SECTION 14. Supplements and Amendments.
(a) Except as otherwise provided herein, the provisions of this Warrant may be amended or waived and the Company may take any action herein prohibited, or omit to perform any act herein required to be performed by it, only if the Company has obtained the written consent of the Holder. Any change, amendment or waiver by the Company and the Holder shall be binding on the Holder of this Warrant.
(b) The consent of each Holder of any Warrant affected thereby shall be required for any supplement or amendment to this Agreement or the Warrants that would: (i) increase the Exercise Price or decrease the number of shares of Common Stock receivable upon exercise of Warrants, or (ii) the Expiration Date is changed to an earlier date, in each case other than as provided in Section 8, or (iii) modify the provisions contained in Section 8 in a manner adverse to the Holder generally with respect to Holder’s Warrants.
SECTION 15. Governing Law Venue and Jurisdiction; Trial By Jury. This Warrant shall be governed by and construed and enforced in accordance with the laws of the state of New York. The Company irrevocably consents and submits to the jurisdiction of the courts of the State of New York and any federal courts located in such state in connection with any action or proceeding brought against it that arises out of or in connection with, that is based upon, or that relates to this Warrant or the transactions contemplated hereby.
SECTION 16. Compliance with Section 409A. The Company intends that this Warrant be exempt from Section 409A, such that there are no adverse tax consequences, interest, or penalties under Section 409A as a result of this Warrant. Nevertheless, neither the Company nor any of its Subsidiaries or affiliates shall be liable for any additional tax, interest or penalties that may be imposed on Holder under Section 409A or for any damages for failing to comply with Section 409A.

* STATED PROBLEM A
Count the lines in the records below that contain the string "hedgerow", and reply with that number alone.

Stored data
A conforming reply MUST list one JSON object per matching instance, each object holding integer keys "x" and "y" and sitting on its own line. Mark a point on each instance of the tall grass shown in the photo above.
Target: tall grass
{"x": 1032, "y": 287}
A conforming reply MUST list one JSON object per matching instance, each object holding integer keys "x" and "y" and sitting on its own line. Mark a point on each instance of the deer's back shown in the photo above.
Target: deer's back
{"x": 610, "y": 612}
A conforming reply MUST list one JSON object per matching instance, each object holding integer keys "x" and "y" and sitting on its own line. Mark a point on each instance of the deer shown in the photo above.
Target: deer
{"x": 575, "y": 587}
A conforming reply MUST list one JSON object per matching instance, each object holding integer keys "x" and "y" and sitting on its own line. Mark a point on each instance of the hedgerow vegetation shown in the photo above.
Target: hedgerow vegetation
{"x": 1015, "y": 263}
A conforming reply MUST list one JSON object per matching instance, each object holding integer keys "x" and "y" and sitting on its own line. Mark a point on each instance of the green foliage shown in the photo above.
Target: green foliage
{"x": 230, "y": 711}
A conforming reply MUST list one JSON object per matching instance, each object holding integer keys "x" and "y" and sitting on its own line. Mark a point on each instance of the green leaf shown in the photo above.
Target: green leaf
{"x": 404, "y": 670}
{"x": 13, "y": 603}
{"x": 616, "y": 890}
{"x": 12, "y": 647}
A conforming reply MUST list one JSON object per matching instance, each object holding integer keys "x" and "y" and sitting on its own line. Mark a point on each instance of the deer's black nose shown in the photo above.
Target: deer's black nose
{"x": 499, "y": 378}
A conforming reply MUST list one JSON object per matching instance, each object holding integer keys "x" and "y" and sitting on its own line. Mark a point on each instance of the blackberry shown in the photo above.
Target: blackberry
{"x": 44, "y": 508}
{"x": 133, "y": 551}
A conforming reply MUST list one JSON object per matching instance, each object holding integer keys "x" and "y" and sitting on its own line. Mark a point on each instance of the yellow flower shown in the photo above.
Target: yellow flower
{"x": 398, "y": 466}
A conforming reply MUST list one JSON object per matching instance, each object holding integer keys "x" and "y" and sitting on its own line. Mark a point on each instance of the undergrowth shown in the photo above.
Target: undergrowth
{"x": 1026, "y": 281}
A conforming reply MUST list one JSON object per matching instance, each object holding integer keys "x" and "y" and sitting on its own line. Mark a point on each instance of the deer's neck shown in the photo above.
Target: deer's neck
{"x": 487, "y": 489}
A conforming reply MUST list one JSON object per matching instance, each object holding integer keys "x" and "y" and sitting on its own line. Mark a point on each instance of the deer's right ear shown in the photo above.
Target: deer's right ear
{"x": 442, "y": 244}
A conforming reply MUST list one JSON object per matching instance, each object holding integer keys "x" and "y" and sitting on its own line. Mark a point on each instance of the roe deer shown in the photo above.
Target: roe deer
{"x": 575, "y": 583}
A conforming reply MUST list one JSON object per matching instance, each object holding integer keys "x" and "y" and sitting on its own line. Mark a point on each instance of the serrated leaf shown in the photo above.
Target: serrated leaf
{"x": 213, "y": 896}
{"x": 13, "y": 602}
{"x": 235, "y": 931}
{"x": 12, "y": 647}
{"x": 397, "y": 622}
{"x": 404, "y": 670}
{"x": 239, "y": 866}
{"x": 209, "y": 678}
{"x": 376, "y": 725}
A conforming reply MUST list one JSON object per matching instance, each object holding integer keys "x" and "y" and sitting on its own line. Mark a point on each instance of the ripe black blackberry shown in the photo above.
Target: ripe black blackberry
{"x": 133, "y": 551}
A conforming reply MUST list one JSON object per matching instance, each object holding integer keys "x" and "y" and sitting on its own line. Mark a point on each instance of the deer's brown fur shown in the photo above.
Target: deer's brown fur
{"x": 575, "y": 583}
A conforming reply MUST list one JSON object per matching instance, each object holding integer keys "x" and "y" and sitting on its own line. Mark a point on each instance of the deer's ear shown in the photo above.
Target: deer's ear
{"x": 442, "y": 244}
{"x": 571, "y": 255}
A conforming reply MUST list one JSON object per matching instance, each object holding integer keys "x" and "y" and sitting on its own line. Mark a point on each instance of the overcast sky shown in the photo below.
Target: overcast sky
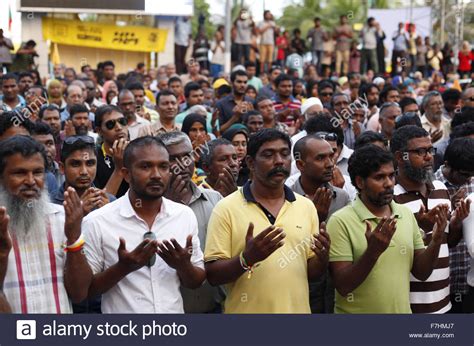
{"x": 217, "y": 7}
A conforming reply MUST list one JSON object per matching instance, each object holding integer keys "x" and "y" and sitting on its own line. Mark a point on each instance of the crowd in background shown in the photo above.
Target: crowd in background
{"x": 286, "y": 187}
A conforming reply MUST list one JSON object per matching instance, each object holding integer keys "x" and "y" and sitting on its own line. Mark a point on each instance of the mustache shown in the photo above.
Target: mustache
{"x": 278, "y": 170}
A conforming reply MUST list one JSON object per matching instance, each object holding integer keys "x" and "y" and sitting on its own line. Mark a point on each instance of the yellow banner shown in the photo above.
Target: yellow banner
{"x": 129, "y": 38}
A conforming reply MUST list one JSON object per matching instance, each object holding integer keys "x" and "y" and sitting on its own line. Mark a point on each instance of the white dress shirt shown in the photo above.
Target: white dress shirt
{"x": 146, "y": 290}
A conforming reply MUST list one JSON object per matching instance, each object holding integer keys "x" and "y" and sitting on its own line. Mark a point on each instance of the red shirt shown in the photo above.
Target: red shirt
{"x": 281, "y": 40}
{"x": 465, "y": 61}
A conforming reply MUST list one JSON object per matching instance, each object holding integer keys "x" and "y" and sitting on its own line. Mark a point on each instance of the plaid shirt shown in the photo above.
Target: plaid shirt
{"x": 459, "y": 256}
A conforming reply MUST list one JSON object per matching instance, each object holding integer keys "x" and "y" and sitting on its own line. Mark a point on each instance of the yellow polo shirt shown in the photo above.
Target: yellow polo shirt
{"x": 280, "y": 283}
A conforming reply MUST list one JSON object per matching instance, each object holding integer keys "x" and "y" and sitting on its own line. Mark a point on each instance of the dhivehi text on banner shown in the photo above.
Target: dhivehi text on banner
{"x": 85, "y": 34}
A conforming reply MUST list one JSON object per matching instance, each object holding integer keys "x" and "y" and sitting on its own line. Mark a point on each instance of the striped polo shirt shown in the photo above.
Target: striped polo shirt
{"x": 431, "y": 295}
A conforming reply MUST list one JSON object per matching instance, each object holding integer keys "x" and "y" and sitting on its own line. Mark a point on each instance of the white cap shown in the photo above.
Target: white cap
{"x": 312, "y": 101}
{"x": 378, "y": 80}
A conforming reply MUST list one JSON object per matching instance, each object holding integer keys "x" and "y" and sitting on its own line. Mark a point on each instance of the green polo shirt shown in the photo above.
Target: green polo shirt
{"x": 387, "y": 288}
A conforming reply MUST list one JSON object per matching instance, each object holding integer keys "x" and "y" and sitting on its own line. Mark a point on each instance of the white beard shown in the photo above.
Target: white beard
{"x": 26, "y": 216}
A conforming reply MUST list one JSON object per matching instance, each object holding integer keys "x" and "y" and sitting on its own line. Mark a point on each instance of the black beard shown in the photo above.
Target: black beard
{"x": 420, "y": 175}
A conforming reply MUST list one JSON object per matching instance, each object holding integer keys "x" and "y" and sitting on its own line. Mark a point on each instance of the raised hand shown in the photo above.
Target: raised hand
{"x": 441, "y": 221}
{"x": 226, "y": 183}
{"x": 426, "y": 220}
{"x": 117, "y": 150}
{"x": 461, "y": 212}
{"x": 174, "y": 254}
{"x": 263, "y": 245}
{"x": 322, "y": 201}
{"x": 321, "y": 243}
{"x": 139, "y": 257}
{"x": 74, "y": 213}
{"x": 177, "y": 189}
{"x": 379, "y": 239}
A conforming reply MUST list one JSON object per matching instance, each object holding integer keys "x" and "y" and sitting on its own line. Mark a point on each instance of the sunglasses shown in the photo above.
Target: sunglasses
{"x": 73, "y": 139}
{"x": 151, "y": 236}
{"x": 110, "y": 124}
{"x": 326, "y": 136}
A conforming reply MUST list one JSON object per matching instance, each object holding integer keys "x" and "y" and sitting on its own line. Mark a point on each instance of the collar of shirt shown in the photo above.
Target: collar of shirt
{"x": 298, "y": 188}
{"x": 197, "y": 194}
{"x": 289, "y": 195}
{"x": 127, "y": 211}
{"x": 365, "y": 214}
{"x": 345, "y": 153}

* STATED PROBLEM B
Print the stretch of the warrant excerpt from "(b) The consent" through "to Holder’s Warrants.", copying it word for word.

* EXERCISE SOLUTION A
2

* EXERCISE SOLUTION B
(b) The consent of each Holder of any Warrant affected thereby shall be required for any supplement or amendment to this Agreement or the Warrants that would: (i) increase the Exercise Price or decrease the number of shares of Common Stock receivable upon exercise of Warrants, or (ii) the Expiration Date is changed to an earlier date, in each case other than as provided in Section 8, or (iii) modify the provisions contained in Section 8 in a manner adverse to the Holder generally with respect to Holder’s Warrants.